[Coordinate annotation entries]
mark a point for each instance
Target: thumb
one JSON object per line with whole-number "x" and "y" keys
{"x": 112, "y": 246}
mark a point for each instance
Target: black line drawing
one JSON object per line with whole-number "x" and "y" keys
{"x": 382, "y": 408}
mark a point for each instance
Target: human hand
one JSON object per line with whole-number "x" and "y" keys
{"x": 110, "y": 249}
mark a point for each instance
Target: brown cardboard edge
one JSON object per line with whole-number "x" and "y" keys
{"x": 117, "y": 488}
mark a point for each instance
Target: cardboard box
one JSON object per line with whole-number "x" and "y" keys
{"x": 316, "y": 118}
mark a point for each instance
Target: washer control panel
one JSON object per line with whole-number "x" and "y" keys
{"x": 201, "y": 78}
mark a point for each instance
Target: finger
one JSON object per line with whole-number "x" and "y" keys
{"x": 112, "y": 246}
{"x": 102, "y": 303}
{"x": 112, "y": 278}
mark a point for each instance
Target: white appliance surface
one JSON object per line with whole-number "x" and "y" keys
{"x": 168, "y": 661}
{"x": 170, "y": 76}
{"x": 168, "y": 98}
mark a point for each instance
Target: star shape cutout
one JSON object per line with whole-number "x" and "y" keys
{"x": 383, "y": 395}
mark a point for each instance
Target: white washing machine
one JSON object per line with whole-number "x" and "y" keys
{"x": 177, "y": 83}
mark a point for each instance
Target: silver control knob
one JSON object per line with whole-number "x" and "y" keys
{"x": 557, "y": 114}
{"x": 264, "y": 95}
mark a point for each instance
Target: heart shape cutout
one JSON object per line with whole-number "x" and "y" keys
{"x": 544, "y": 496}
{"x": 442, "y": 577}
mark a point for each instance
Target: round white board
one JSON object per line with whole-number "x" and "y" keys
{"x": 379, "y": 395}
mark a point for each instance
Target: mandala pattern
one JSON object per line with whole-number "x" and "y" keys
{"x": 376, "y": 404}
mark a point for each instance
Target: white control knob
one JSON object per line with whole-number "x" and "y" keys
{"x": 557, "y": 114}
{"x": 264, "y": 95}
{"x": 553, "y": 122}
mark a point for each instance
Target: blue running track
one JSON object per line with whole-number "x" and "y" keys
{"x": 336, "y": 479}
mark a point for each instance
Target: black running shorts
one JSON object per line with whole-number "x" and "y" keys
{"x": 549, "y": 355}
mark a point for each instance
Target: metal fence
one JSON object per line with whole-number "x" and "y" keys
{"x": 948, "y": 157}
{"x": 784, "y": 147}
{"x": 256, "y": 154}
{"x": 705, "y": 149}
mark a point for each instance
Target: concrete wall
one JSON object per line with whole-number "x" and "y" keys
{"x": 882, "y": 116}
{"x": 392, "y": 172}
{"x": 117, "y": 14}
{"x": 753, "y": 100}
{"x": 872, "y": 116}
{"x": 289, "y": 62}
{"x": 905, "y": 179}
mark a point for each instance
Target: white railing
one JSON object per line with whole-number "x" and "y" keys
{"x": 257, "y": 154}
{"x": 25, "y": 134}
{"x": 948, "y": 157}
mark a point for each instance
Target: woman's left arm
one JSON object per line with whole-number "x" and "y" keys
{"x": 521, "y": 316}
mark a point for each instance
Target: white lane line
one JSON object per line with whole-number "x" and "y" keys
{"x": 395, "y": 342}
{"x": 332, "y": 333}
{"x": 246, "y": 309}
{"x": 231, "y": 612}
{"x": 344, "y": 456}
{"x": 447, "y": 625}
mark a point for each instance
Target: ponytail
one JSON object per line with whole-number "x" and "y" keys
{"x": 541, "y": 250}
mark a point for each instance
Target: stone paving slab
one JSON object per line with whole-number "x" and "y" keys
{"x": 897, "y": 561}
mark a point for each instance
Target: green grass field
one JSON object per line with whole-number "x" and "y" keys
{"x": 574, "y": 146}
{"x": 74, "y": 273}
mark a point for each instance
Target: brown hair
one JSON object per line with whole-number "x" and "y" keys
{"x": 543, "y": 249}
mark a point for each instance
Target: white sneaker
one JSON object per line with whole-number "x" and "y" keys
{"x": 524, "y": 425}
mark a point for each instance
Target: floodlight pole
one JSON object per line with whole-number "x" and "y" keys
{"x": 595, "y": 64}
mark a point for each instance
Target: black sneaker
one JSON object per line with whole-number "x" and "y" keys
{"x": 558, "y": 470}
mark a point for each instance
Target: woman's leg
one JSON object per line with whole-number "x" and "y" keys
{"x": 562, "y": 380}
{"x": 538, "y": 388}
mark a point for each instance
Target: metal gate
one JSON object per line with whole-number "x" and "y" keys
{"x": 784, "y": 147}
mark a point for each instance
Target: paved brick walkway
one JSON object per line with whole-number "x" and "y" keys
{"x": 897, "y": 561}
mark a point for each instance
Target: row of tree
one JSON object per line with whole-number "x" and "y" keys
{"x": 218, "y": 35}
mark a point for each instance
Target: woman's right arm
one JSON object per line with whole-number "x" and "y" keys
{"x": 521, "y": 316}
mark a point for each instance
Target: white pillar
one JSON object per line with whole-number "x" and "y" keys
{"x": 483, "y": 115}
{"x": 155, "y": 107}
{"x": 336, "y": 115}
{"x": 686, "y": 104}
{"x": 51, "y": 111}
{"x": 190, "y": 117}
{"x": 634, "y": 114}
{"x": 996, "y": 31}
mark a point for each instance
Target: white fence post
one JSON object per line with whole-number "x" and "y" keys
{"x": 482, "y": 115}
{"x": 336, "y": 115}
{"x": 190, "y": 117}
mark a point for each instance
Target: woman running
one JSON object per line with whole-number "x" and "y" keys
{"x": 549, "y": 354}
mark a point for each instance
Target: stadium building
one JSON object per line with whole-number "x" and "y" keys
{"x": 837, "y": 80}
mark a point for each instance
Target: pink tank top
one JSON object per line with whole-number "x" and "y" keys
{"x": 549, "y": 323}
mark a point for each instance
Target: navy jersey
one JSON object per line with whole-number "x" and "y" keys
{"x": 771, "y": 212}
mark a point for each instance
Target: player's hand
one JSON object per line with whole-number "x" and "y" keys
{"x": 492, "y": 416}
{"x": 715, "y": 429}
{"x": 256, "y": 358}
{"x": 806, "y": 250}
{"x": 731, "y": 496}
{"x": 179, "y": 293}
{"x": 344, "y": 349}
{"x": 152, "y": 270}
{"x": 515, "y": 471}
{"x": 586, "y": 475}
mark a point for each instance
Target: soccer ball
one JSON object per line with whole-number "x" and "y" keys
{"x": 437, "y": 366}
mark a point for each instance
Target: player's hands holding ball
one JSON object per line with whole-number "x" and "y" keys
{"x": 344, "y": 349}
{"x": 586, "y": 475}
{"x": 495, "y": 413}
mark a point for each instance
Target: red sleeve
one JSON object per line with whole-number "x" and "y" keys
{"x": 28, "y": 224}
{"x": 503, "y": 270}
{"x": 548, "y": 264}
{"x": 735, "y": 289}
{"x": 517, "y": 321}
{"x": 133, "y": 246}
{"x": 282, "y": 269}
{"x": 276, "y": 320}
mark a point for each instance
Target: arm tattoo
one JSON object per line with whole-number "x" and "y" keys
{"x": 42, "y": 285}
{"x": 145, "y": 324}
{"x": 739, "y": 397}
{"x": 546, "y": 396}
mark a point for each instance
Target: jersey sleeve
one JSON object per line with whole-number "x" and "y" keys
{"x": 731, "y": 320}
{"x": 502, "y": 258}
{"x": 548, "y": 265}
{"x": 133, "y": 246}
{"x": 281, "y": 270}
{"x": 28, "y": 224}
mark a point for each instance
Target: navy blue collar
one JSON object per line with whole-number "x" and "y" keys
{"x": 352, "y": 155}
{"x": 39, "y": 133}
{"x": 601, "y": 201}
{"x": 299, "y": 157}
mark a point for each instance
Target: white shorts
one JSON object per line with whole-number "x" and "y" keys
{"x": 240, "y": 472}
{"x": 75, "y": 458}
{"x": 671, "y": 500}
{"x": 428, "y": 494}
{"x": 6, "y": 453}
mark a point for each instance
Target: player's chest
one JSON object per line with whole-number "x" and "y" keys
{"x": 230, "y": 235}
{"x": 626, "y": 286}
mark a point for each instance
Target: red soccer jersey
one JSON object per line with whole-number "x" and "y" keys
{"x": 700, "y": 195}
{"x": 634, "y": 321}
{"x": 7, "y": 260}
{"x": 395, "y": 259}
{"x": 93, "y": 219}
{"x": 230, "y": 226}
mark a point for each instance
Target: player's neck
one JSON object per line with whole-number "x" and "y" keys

Requirements - Locate every line in the entries above that contains the word "fence" and copy each of those lines out in full.

Written answer -
Target: metal fence
Target: white fence post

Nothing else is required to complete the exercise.